Data provided =>
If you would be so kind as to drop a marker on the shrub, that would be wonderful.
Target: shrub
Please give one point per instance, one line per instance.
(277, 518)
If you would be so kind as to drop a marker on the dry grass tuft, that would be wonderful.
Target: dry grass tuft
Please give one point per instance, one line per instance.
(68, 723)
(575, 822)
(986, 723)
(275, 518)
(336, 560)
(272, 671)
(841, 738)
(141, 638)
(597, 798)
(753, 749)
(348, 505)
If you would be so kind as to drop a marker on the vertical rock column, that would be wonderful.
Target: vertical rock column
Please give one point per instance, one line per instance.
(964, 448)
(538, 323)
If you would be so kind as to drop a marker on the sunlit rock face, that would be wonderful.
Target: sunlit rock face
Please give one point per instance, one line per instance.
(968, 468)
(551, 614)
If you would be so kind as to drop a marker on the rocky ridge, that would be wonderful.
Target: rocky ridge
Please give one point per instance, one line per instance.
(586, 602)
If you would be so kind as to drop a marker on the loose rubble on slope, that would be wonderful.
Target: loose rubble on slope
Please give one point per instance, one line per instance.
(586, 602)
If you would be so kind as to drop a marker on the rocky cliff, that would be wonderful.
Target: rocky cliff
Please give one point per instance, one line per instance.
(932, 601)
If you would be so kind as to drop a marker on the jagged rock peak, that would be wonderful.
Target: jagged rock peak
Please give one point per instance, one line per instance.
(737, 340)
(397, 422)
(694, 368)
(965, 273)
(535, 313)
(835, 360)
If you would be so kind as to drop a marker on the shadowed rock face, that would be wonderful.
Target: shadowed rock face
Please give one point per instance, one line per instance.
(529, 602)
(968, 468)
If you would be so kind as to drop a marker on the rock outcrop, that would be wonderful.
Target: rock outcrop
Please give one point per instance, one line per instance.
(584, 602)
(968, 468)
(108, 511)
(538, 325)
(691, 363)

Exercise => Give every line above again, word for word.

Output for this exercise =>
If you would be so kind as to drop a marker on the shrub, that would be wonderful.
Target: shrub
Please give one point per instance, one line per instance.
(277, 518)
If you would be so kind as to drop a marker on the dry grass tuft, that would be wonderful.
Target: dry grass tuft
Please give one point per instance, one line per instance.
(68, 723)
(575, 822)
(986, 723)
(275, 518)
(336, 560)
(272, 671)
(841, 738)
(141, 638)
(597, 798)
(753, 749)
(348, 505)
If you would be so kind as to drop a marker on the vertical rock column, that would be wonderful.
Target: vertical rock column
Please give one point per instance, one line per instance.
(964, 448)
(538, 323)
If you would be so kind as to drop a marker on the sunlit rock face, that would be wonderful.
Target: sunlit rock face
Please give one point per instance, one line per instance.
(968, 468)
(551, 614)
If you would be so kind as to drop a marker on the rocky ridge, that would be wonderful.
Target: rocky ridge
Please give one point per instance, one line per instance.
(586, 602)
If you would be so kind as to drop a marker on the loose rubble on slope, that would be wonderful.
Target: loose rubble on slope
Please give one point per instance, one line per instance.
(586, 602)
If you would be so kind as to drop a marker on the rocky cliff, that would be wonderful.
Target: rocky cliff
Please give one point per instance, one line per instance.
(932, 601)
If you would be so kind as to drop a marker on the jagged rock peak, that would be wonderful.
Target: jagged rock peak
Please give one point per instance, one line per instance.
(737, 340)
(397, 422)
(694, 368)
(965, 273)
(535, 313)
(835, 360)
If you would be so kind as to drop a marker on the shadowed rock face, that would be wonderful.
Target: shadowed rock face
Please give one point per instance, one line per instance.
(529, 602)
(968, 468)
If you would be so kind as to drop a marker on the rock outcrop, that would be wonderful.
Target: rock outcrop
Please give one point per instance, one line per instance.
(584, 602)
(968, 468)
(108, 511)
(538, 325)
(691, 363)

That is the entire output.